From the items below, pull out each line that contains the word "window".

※

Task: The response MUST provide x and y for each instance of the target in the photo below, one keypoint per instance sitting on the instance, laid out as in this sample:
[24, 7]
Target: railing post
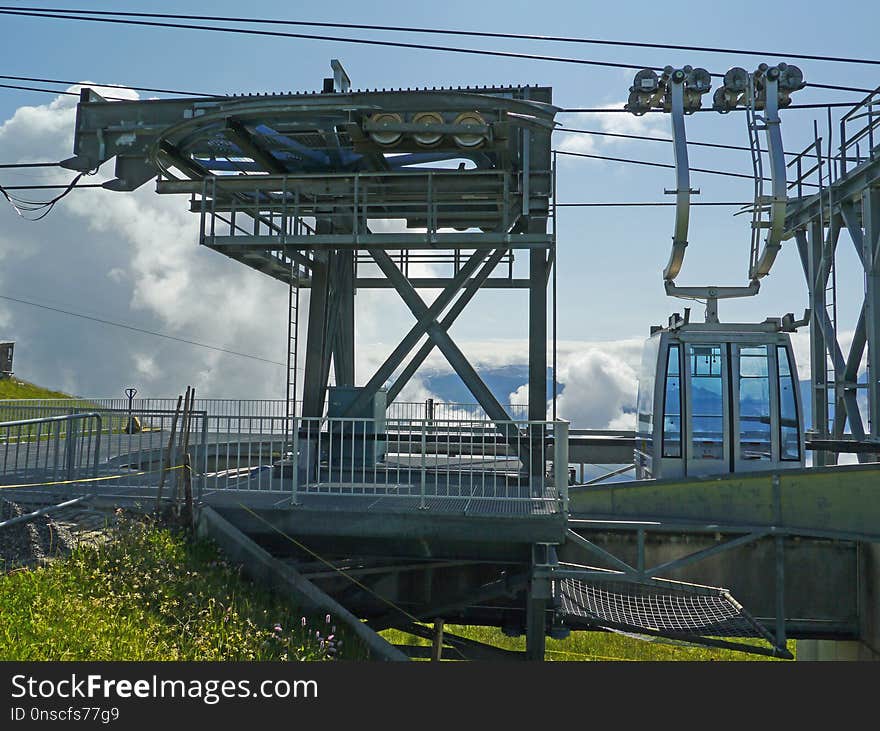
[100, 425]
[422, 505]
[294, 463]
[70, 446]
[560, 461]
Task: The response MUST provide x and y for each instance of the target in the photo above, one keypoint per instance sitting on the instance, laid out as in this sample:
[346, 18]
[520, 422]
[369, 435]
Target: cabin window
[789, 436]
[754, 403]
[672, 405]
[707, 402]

※

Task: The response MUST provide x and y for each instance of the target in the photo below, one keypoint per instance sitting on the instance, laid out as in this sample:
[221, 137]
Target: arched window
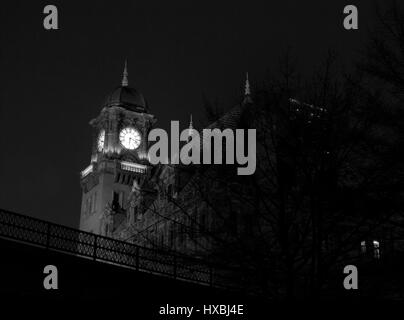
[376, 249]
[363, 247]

※

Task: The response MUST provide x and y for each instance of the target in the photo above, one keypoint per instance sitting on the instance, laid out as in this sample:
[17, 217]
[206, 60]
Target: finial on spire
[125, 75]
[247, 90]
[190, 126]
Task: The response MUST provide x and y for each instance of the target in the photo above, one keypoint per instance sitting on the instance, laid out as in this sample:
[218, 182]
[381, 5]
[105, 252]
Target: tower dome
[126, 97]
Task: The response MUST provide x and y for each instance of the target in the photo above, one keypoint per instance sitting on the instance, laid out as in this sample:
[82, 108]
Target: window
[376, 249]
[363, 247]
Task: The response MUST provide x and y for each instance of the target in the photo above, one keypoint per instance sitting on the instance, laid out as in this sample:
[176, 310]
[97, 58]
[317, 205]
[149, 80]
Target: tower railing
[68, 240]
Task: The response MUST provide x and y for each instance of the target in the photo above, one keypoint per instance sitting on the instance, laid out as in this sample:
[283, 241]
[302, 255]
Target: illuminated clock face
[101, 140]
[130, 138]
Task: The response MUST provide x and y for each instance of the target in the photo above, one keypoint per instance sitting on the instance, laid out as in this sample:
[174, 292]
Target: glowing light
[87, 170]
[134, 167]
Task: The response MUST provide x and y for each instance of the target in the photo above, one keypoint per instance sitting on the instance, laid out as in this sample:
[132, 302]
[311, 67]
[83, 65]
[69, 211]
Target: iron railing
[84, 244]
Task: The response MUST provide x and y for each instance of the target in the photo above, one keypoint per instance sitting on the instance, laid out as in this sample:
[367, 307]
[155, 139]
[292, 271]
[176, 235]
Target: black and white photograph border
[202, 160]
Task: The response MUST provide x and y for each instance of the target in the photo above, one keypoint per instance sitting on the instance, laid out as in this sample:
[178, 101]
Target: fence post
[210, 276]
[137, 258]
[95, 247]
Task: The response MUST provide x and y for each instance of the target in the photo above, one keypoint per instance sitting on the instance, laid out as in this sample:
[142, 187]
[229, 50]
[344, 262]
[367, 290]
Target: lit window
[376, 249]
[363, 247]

※

** Complete output **
Target: cabin window
Target: arched window
Target: window
Target: lit window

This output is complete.